MR D HOLLAND (instructed by Solicitor to Liverpool City Council) appeared on behalf of the Appellant

MR B WILLIAMS (instructed by Paul Crowley, Liverpool) appeared on behalf of the Respondent

J U D G M E N T

1.

LORD JUSTICE BROOKE: In this matter Dyson LJ granted the defendant permission to appeal against an order of Judge Stewart QC in the Liverpool County Court on 15th June 2004 and the claimant has applied to us for an order setting aside that permission on the ground that the defendant is now seeking to take, for the first time in this court, a point that it did not take in either of the courts below.

2.

The history of the matter will be well known to the parties and it is not necessary for me to set it out in this judgment. To take the matter quite shortly, this was a tripping accident involving a girl who fell over a grass verge for which the defendant Council was responsible. The accident was on 6th December 2001. A conditional fee agreement was entered into by her mother six weeks later with a 100 per cent success fee. The Council did not admit liability during the pre-action protocol period. After proceedings were issued they filed a defence in which they admitted they were the owners of the verge and that it was dangerous, but they made no admission as to causation or the amount of damages.

[Short problem 1] Find every line in the listing below that contains the string "hillside", and copy each one. Matching is case-sensitive.

[Data for processing]
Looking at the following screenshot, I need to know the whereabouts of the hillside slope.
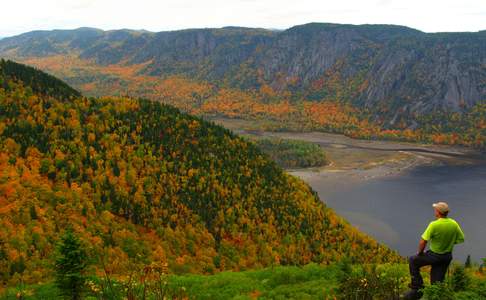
[0,23,486,119]
[0,64,399,283]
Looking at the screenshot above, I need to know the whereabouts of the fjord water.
[308,164,486,261]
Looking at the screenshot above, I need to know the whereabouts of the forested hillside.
[0,23,486,148]
[0,62,399,284]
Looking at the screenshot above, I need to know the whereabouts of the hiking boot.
[400,289,423,300]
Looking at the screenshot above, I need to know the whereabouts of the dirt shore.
[213,119,484,182]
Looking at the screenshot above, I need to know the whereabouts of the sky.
[0,0,486,37]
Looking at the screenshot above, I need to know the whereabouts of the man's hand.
[417,239,427,255]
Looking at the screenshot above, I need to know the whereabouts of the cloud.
[0,0,486,36]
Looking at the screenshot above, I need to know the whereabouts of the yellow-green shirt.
[422,218,464,254]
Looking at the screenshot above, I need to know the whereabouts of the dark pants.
[408,250,452,290]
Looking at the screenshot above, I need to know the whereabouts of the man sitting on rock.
[404,202,464,299]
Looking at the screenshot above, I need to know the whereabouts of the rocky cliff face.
[0,23,486,123]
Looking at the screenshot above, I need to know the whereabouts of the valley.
[214,118,486,261]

[Short problem 2]
Answer these questions using the court judgment excerpt:
(a) Who appeared on behalf of the Respondent?
(b) On what date did the accident take place?
(c) What success fee did the conditional fee agreement carry?

[Full output 1]
Looking at the following screenshot, I need to know the whereabouts of the hillside slope.
Looking at the screenshot above, I need to know the whereabouts of the forested hillside.

[Full output 2]
(a) MR B WILLIAMS
(b) 6th December 2001
(c) A 100 per cent success fee